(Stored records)
------------------------
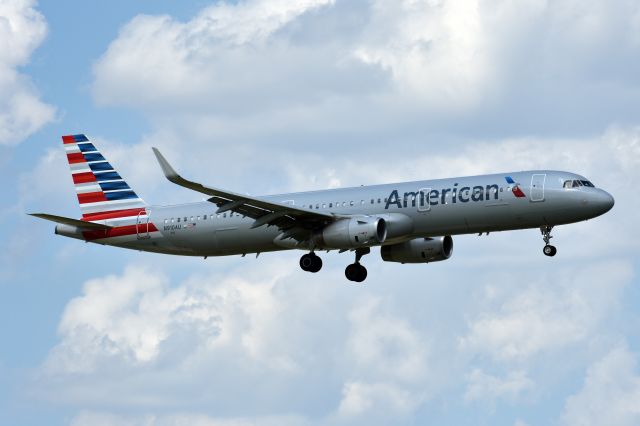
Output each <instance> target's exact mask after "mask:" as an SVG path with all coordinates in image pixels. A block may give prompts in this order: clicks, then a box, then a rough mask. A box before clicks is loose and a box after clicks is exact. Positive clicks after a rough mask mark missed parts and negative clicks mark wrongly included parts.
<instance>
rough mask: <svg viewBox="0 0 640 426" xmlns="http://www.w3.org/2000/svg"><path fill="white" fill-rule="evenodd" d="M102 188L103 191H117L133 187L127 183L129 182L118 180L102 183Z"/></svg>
mask: <svg viewBox="0 0 640 426" xmlns="http://www.w3.org/2000/svg"><path fill="white" fill-rule="evenodd" d="M100 188H102V190H103V191H117V190H119V189H131V188H129V185H127V182H125V181H123V180H121V181H118V182H105V183H101V184H100Z"/></svg>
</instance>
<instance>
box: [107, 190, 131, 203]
------------------------
## Task directions
Copy the lines above that hold the word "instance".

## Written reply
Output each <instance> target's exact mask after "mask:" as an SVG path with all coordinates in image pixels. A block may give prompts in this order: clicks, then a box, then a rough mask. A box before clicks is loose and a box after clicks is exact. Positive clicks after a rough mask mark missed parts and negative clicks mark wrongly included parts.
<instance>
</instance>
<instance>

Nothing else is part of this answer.